What needs to be done: Using the entries below, transcribe exactly the line containing "the computer monitor?" and each line that follows it to the end.

■ ■ ■ ■

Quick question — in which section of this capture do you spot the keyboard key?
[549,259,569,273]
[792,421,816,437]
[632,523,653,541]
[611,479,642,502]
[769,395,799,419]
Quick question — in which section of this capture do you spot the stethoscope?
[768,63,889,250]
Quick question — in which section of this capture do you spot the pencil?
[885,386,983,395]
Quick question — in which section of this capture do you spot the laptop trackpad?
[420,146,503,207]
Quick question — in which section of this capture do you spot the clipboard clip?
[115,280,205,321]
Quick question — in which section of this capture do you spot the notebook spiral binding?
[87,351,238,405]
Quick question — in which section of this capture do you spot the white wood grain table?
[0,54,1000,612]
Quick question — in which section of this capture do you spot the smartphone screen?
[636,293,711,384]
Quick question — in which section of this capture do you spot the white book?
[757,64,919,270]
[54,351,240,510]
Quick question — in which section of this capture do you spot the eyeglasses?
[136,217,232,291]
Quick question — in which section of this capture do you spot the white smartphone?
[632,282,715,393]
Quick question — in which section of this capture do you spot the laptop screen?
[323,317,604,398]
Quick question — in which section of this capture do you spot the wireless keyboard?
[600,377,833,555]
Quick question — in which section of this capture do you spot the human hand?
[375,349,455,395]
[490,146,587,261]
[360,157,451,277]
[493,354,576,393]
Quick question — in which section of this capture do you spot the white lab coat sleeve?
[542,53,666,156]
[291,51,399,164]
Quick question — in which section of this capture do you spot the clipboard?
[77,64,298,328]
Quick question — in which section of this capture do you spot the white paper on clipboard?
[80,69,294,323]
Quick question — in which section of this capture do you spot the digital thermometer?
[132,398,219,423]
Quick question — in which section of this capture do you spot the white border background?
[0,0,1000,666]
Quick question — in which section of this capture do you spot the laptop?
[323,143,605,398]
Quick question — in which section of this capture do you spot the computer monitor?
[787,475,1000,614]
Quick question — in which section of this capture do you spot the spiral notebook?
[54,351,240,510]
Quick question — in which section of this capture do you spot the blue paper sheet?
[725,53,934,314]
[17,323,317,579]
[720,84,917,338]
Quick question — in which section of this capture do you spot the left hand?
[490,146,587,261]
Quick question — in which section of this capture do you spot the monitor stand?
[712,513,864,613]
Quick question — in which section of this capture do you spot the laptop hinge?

■ ■ ■ ■

Correct answer:
Quick question — in which section of this capture do you spot the computer monitor?
[787,475,1000,614]
Quick question — in which section of this capture do you spot the spiral notebook?
[54,351,240,510]
Quick question — in which section of this capture do you spot the blue paper sheet?
[725,53,934,314]
[17,323,317,579]
[720,84,917,338]
Quick question — in which section of this capture do you spot the left hand?
[490,146,587,261]
Quick question — in which section of this capture do you spot the monitor stand?
[712,513,864,613]
Quick question — in which section of this capture do you spot the laptop hinge?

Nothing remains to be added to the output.